> **REQUIREMENTS**
- a) Using the TerraMind article, explain in one to three sentences why Thinking in Modalities does not need the heavy diffusion decoding of full image synthesis.
- b) Pick up the TerraMind article after its final sentence and continue it.

Introducing Thinking-in-Modalities with TerraMind
TerraMind is a dual-scale, any-to-any foundation model for Earth observation, developed by IBM Research, ESA Φ-lab, and Jülich Supercomputing Centre. It learns joint token- and pixel-level representations across nine modalities and outperforms other models on the PANGAEA benchmark. The model can generate any missing modality as an intermediate step using compact tokens rather than full feature maps — an ability called Thinking in Modalities (TiM).
We tested TiM with the South Africa crop-type dataset from GEO-Bench and observed higher performance and improved visual results (Figure 1 above). While the wheat field in the image center is not detected by the standard fine-tuned model (left), the same model fine-tuned and operated in the TiM mode (right) correctly identifies the crop class (purple).
How does TiM work?
During pre-training, TerraMind learns the correlation between satellite images like Sentinel-1 and -2 and other modalities such as land-cover (LULC) or a vegetation index (NDVI) to enhance the prediction performance on downstream tasks. During TiM fine-tuning or inference, the model pauses for a moment, imagines a helpful but absent layer, appends the imagined tokens to its own input sequence, and then lets the fine-tuned encoder continue (Figure 2). Because the imagination lives in token space, we avoid the heavy diffusion decoding required by full image synthesis.
On flood segmentation using the Sen1Floods11 dataset, adding a synthetic LULC layer lifts the mean intersection over union (mIoU) by about 2 percentage points (pp). On South Africa crop-type data, fine-tuning with a generated NDVI/LULC map raises the mIoU from 41.9% to 42.7%. TiM requires multiple forward passes and processes the input tokens twice, doubling runtime, but eliminating the need for multiple modalities as raw inputs. In experiments, we observed that TiM works best for input modalities with limited information content and TiM modalities with complementary infromation. As such, the benefits for optical Sentinel-2 data is often limited to <2pp and sometimes even negligible. But, use cases with Sentinel-1 Synthetic Aperture Radar (SAR) inputs profit from generating land-cover or NDVI tokens and often gain up to 5pp.
Thinking-in-Modalities does not have to be confined to Earth observation (EO) use cases. TerraMind just provided a test-bed with rich modalities like LULC or NDVI for satellite images. Cross-modal intermediate thinking is practical wherever one modality is missing, expensive, or noisy. TiM can be applied in other domains with a multimodal model: A model with RGB-text inputs could generate tokens representing infra-red images, to improve nighttime tracking. Or in the fields of robotics or augmented reality, generated depth or 3D skeleton tokens from 2D inputs could be used to enhance navigation in space.

> **DATA LINES**
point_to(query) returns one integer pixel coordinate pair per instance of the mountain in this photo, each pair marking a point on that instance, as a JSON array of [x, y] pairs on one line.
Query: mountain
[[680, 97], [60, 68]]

> **SET OF ANSWERS**
- a) The imagined layer lives in token space. During TiM, the model generates compact tokens for the missing modality and appends them to its own input sequence instead of synthesizing full images or feature maps. This removes the need for heavy diffusion decoding.

- b)
Try out TiM with TerraTorch in two lines of code
All TerraMind backbones — standard and TiM-enabled — are available in TerraTorch, our fine-tuning toolkit for EO foundation models. We provide a tutorial for fine-tuning here. To turn normal fine-tuning into a TiM run, you only need to change the config YAML with the following statement:
backbone: terramind_v1_base_tim # instead of terramind_v1_base
backbone_tim_modalities: [LULC] # or S1GRD / NDVI / DEM / …
That is literally it. Training takes about twice as long, but is still lighter than detokenizing full-resolution raster images or using larger models. For multi-step TiM, you simply list several targets in backbone_tim_modalities. Expect further gains at the cost of longer training and inference time with more TiM modalities. We tested our recently released TerraMind.tiny with TiM and in some use cases, it even outperformed the standard .base and .large versions — while being faster, even with the extra compute required for TiM.
Watching the model ‘think’
The TiM models do not generate the intermediate layers as images but tokens, to save compute. However, you can decode the tokens into images for curiosity, reporting, or debugging. A detailed tutorial can be found here, with the basic steps being:
import torch
import rioxarray as rxr
import matplotlib.pyplot as plt
from terratorch import FULL_MODEL_REGISTRY
# Load the TerraMind generation model
model = FULL_MODEL_REGISTRY.build(
'terramind_v1_base_generate',
modalities=['S2L2A'], # Input modalities
output_modalities=['LULC'], # TiM modalities
pretrained=True,
standardize=True,
)
# Load input
input = rxr.open_rasterio('S2_file.tif').values
input = torch.Tensor(input).unsqueeze(0)
# Run generation
with torch.no_grad():
generated = model(input)
# Plot generated layer
lulc_map = generated['LULC'].argmax(dim=1).cpu().numpy()[0]
plt.imshow(lulc_map, vmin=0, vmax=9, interpolation='nearest')
TerraMind was trained using images with 224x224 pixels. Still, the token prediction generalizes well to larger inputs, so you can use TiM with any input size. If you like to run the generation on very large tiles, you can use the tiled inference implemented in TerraTorch, as demonstrated in this notebook.
The following example from Singapore shows a Sentinel-1 RTC generation based on Sentinel-2 L2A input. The clouds are correctly ignored during SAR generation, revealing features such as airport runways and ships in front of the coastline (Figure 3).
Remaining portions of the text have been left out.